— BEGIN Task input —

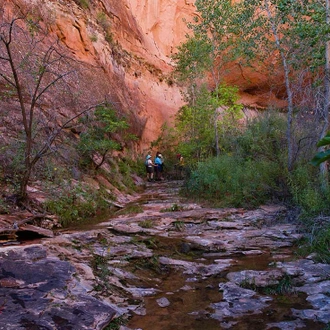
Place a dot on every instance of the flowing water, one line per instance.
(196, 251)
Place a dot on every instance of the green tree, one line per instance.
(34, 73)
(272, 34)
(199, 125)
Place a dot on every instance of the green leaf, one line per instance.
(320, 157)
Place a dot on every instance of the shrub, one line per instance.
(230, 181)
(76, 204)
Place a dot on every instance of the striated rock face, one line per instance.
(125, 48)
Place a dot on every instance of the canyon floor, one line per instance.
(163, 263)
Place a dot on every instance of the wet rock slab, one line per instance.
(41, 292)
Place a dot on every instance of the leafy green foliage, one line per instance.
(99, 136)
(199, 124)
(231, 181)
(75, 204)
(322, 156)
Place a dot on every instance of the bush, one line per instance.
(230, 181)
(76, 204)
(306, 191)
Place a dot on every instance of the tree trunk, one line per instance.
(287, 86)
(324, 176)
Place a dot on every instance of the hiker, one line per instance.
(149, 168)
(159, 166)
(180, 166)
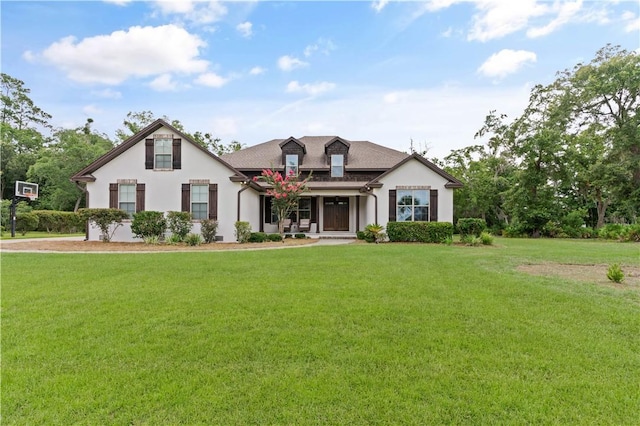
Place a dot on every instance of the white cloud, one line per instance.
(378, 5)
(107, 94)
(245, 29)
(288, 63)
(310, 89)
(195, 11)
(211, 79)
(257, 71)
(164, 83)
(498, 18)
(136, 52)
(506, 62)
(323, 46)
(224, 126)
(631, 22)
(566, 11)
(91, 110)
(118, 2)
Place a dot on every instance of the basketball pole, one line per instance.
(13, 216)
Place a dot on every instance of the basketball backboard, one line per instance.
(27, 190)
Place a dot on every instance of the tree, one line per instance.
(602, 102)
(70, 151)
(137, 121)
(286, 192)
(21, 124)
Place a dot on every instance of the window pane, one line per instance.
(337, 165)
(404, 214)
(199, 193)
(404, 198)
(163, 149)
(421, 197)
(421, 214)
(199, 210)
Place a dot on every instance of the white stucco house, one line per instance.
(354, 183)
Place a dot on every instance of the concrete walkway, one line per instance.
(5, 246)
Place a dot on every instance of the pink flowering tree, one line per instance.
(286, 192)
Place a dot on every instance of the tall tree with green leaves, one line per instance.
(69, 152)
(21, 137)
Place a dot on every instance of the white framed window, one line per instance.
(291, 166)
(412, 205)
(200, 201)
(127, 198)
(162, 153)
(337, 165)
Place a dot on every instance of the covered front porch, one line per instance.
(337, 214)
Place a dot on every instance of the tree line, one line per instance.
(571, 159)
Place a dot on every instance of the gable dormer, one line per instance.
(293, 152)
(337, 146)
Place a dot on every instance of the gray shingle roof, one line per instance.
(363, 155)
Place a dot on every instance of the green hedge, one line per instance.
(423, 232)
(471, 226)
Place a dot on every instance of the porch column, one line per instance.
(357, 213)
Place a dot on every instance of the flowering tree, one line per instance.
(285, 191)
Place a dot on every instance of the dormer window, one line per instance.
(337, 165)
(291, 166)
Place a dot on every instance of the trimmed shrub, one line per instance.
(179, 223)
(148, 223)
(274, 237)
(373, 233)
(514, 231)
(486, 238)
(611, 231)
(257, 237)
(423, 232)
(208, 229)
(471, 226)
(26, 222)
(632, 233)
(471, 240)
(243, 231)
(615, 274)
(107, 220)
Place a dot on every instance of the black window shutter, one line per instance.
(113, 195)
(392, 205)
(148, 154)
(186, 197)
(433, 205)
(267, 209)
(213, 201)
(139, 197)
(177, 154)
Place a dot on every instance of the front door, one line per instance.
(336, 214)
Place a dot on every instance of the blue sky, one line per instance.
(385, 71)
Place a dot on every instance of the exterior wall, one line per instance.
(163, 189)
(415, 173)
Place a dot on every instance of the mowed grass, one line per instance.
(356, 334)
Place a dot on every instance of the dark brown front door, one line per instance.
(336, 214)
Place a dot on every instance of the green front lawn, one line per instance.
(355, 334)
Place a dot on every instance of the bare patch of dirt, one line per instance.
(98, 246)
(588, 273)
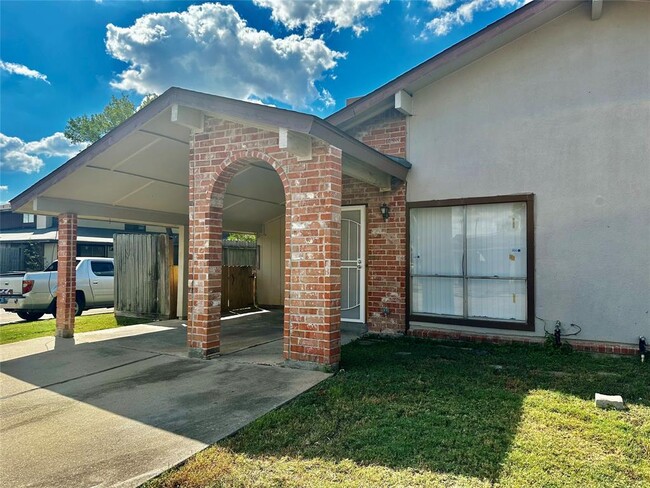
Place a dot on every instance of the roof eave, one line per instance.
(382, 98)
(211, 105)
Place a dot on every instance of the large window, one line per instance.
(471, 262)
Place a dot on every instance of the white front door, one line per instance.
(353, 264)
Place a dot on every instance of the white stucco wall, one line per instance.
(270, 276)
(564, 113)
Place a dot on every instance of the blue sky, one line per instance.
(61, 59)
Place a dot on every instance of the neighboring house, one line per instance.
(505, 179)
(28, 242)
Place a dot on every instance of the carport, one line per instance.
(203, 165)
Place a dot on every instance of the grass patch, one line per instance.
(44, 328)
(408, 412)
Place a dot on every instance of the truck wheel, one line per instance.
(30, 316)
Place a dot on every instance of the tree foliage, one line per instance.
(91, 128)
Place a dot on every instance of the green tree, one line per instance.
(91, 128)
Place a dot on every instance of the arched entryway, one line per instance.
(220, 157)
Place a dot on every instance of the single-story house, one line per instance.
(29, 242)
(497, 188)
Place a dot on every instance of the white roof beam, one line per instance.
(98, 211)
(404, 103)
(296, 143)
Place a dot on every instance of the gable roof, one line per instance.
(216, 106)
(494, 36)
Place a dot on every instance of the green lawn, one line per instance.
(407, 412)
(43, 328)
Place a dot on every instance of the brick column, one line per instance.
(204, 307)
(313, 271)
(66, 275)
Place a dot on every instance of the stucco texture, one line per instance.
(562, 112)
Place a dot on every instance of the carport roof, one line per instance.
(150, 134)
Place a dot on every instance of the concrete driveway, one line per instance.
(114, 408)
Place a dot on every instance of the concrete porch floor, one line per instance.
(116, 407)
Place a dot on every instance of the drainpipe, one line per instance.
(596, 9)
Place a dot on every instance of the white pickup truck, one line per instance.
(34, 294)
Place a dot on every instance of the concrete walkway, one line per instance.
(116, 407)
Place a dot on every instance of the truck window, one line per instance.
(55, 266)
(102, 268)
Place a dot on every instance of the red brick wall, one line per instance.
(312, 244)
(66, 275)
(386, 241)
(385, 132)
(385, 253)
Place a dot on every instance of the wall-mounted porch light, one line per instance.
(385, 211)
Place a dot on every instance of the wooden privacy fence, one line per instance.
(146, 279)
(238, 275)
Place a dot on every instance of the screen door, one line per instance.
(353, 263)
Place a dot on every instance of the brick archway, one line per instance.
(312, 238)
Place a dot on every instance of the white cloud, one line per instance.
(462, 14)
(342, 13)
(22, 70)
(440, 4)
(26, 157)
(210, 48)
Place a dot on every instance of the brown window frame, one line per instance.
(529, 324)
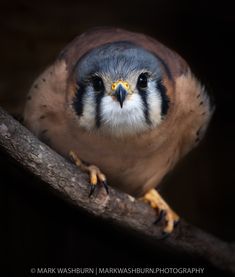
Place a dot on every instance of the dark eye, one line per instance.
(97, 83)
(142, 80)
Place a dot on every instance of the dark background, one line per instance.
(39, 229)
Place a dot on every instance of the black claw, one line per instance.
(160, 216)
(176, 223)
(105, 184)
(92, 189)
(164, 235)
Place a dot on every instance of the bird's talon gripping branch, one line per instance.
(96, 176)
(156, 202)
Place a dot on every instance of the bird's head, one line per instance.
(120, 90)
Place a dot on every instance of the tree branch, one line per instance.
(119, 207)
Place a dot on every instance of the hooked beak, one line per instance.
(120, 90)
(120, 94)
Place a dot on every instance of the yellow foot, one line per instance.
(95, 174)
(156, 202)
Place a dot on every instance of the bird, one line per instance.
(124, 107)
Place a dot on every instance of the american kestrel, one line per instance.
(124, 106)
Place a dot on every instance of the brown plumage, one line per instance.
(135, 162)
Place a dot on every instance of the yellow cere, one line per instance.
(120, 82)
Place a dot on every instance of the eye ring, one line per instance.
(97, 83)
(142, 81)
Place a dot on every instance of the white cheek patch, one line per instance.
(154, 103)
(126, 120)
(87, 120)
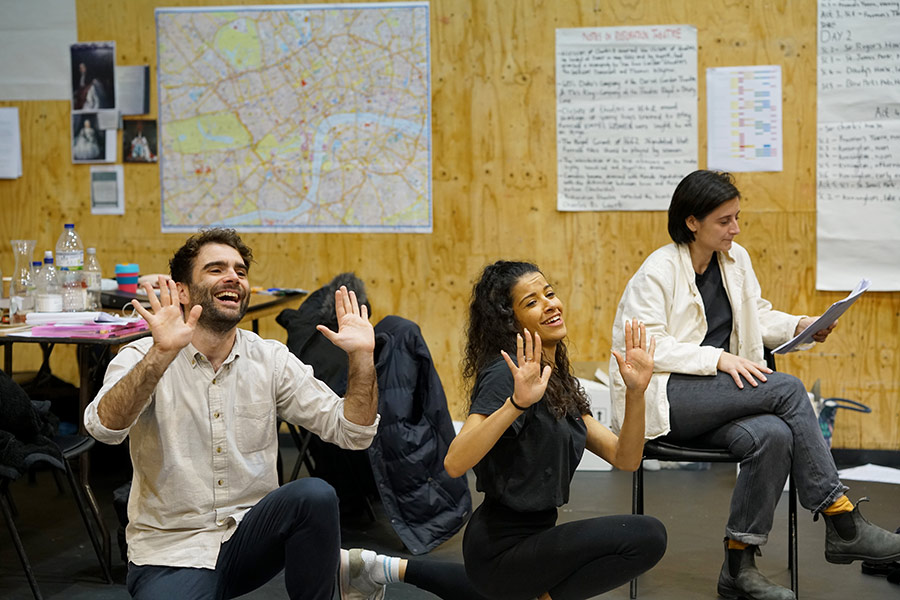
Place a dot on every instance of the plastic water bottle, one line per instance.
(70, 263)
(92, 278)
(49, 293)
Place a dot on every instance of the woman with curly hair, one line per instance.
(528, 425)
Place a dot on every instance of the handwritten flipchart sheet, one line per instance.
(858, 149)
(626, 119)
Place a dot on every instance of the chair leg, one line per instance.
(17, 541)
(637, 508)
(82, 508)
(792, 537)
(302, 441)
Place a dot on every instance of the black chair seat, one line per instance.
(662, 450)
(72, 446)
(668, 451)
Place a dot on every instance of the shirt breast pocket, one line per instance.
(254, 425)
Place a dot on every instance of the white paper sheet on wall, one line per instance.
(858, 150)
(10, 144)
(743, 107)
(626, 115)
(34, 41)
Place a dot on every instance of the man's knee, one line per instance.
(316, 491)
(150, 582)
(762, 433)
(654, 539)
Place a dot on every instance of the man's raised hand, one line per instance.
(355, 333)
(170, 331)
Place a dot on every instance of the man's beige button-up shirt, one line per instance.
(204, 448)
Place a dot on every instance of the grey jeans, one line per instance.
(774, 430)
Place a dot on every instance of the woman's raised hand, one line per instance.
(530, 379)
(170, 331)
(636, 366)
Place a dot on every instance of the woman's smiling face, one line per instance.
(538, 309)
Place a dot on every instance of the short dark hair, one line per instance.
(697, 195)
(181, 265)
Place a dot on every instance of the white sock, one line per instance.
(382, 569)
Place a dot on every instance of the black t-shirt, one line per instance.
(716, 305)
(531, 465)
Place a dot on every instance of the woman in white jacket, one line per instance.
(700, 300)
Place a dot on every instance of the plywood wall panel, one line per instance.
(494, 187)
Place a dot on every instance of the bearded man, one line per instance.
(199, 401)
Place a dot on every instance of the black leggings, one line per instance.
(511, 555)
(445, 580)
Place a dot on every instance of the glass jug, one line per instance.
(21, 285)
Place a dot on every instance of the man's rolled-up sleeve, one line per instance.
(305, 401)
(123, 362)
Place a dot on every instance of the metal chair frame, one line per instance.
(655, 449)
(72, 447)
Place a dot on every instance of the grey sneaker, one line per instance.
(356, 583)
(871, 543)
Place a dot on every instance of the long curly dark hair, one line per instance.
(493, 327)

— END Task input —

▶ Exercise goal: Copy the items above word for word, starting at the line that contains "Place a dot on every instance of the man's rolled-up" and ending with the last line of the items, both ends included.

▶ Output for this task:
Place a dot on every instance of the man's rolled-up sleeve, one line per instance.
(305, 401)
(123, 362)
Place a dot on every instance of the metal chair frame, one line per instance.
(655, 449)
(72, 447)
Place a dot on every instance of the grey sneaker, one line per instance.
(356, 583)
(871, 543)
Place a dot on every instance of the long curly dark hair, one line per instance.
(493, 327)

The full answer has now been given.